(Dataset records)
══════════════════════════════

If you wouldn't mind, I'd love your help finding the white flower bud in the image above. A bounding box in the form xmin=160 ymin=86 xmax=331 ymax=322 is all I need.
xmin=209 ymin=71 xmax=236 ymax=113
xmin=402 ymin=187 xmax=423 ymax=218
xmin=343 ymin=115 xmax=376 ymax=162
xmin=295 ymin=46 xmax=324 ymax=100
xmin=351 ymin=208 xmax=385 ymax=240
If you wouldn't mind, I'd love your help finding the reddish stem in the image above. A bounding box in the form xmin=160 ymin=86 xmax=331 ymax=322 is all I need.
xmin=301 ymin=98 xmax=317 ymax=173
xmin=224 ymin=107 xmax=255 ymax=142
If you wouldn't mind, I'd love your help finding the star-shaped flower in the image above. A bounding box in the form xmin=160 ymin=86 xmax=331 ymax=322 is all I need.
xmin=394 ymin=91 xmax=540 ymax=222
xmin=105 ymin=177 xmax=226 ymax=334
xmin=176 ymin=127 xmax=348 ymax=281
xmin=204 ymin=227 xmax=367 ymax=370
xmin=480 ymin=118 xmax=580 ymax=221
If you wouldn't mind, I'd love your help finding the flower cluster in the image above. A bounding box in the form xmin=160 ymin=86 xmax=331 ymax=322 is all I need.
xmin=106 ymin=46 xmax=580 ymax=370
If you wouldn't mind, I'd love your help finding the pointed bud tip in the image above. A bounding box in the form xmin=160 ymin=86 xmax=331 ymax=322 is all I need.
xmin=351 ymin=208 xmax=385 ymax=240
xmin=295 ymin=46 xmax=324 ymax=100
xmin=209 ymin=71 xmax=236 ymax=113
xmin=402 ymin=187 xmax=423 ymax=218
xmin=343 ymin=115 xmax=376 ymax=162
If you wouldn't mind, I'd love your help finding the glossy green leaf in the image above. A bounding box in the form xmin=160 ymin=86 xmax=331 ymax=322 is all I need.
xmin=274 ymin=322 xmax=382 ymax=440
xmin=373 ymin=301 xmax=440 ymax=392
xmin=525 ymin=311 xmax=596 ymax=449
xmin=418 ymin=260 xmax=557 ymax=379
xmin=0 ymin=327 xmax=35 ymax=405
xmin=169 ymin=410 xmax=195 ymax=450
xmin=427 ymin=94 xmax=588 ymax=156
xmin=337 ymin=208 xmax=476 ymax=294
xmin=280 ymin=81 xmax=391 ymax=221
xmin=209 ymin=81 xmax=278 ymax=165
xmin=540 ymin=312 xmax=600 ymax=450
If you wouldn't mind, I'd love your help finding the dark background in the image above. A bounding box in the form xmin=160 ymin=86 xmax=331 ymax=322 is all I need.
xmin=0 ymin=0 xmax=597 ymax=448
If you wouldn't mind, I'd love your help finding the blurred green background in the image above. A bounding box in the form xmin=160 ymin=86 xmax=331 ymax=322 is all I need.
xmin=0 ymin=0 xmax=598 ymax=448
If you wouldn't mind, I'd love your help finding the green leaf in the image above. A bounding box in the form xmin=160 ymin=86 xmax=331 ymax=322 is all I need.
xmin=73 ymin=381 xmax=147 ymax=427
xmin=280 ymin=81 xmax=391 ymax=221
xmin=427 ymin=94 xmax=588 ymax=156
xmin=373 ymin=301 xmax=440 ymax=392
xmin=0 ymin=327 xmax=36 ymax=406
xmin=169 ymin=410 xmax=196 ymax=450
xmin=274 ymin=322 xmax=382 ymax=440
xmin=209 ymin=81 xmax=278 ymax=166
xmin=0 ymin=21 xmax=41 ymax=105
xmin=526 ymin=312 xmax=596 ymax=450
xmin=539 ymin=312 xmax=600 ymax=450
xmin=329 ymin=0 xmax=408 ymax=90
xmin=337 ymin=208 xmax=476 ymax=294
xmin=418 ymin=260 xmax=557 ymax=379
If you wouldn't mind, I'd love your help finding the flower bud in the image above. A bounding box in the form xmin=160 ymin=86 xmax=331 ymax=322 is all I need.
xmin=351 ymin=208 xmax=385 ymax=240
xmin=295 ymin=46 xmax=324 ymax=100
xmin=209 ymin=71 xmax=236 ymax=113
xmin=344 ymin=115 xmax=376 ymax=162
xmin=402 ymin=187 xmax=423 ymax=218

══════════════════════════════

Send back each record exactly as it stands.

**Your solution**.
If you wouldn't mind, I'd love your help finding the white flower bud in the image above. A bounding box in the form xmin=160 ymin=86 xmax=331 ymax=322 is all I need.
xmin=209 ymin=71 xmax=236 ymax=113
xmin=402 ymin=187 xmax=423 ymax=218
xmin=343 ymin=115 xmax=376 ymax=162
xmin=295 ymin=46 xmax=324 ymax=100
xmin=351 ymin=208 xmax=385 ymax=240
If you wouldn't mind, I'd love your help finding the reddish stem in the image above. A bounding box in the form xmin=160 ymin=86 xmax=331 ymax=322 is all I need.
xmin=301 ymin=98 xmax=317 ymax=173
xmin=224 ymin=107 xmax=255 ymax=142
If you wouldn't mind, I'd love your help finding the star-shaped flower in the image above. A bounding box in the form xmin=160 ymin=86 xmax=331 ymax=322 is all I need.
xmin=394 ymin=91 xmax=540 ymax=222
xmin=105 ymin=177 xmax=226 ymax=334
xmin=176 ymin=127 xmax=348 ymax=281
xmin=204 ymin=227 xmax=367 ymax=370
xmin=480 ymin=118 xmax=580 ymax=221
If you wouldn't mind, I'd love your help finding the flower cluster in the image above. A bounding box in the form xmin=160 ymin=86 xmax=331 ymax=322 is all I need.
xmin=106 ymin=46 xmax=580 ymax=370
If you wouldn't mind, I'd love your help finding the pointed bud tip in the image above. A bounding box in the form xmin=160 ymin=86 xmax=331 ymax=322 is all I need.
xmin=351 ymin=208 xmax=385 ymax=240
xmin=295 ymin=46 xmax=324 ymax=100
xmin=209 ymin=71 xmax=236 ymax=113
xmin=402 ymin=187 xmax=423 ymax=218
xmin=343 ymin=115 xmax=376 ymax=162
If you wouldn't mind, I'd love your help finding the glossy green leaf in the image above. A bounding box in the form xmin=160 ymin=86 xmax=331 ymax=322 is all I need.
xmin=274 ymin=322 xmax=382 ymax=440
xmin=373 ymin=301 xmax=440 ymax=392
xmin=525 ymin=311 xmax=596 ymax=449
xmin=418 ymin=260 xmax=557 ymax=379
xmin=0 ymin=327 xmax=35 ymax=405
xmin=169 ymin=410 xmax=195 ymax=450
xmin=427 ymin=94 xmax=588 ymax=156
xmin=337 ymin=208 xmax=476 ymax=294
xmin=280 ymin=81 xmax=391 ymax=221
xmin=209 ymin=81 xmax=278 ymax=165
xmin=540 ymin=312 xmax=600 ymax=450
If you wouldn't mind, I'd love your help finding the dark background in the image above. A bounding box in the form xmin=160 ymin=86 xmax=331 ymax=322 is all I need.
xmin=0 ymin=0 xmax=597 ymax=448
If you wouldn't mind, I'd love your help finding the blurred green background in the image above. A bounding box in the form xmin=160 ymin=86 xmax=331 ymax=322 is all I need.
xmin=0 ymin=0 xmax=598 ymax=448
If you wouldn't mind, I'd love your help finding the green leaf in the image above. A bounding box in the form xmin=160 ymin=86 xmax=331 ymax=322 is all I need.
xmin=73 ymin=381 xmax=147 ymax=427
xmin=280 ymin=81 xmax=391 ymax=221
xmin=427 ymin=94 xmax=588 ymax=156
xmin=373 ymin=301 xmax=440 ymax=392
xmin=0 ymin=327 xmax=36 ymax=406
xmin=169 ymin=410 xmax=196 ymax=450
xmin=274 ymin=322 xmax=382 ymax=440
xmin=209 ymin=81 xmax=278 ymax=166
xmin=0 ymin=21 xmax=41 ymax=105
xmin=526 ymin=312 xmax=596 ymax=450
xmin=539 ymin=312 xmax=600 ymax=450
xmin=329 ymin=0 xmax=408 ymax=90
xmin=337 ymin=208 xmax=476 ymax=294
xmin=418 ymin=260 xmax=557 ymax=379
If you wouldn't mind, I'd love your help finding the flower bud in the image above. A bounding box in the form xmin=160 ymin=86 xmax=331 ymax=322 is all I need.
xmin=351 ymin=208 xmax=385 ymax=240
xmin=295 ymin=46 xmax=324 ymax=100
xmin=209 ymin=71 xmax=236 ymax=113
xmin=344 ymin=115 xmax=376 ymax=162
xmin=402 ymin=187 xmax=423 ymax=218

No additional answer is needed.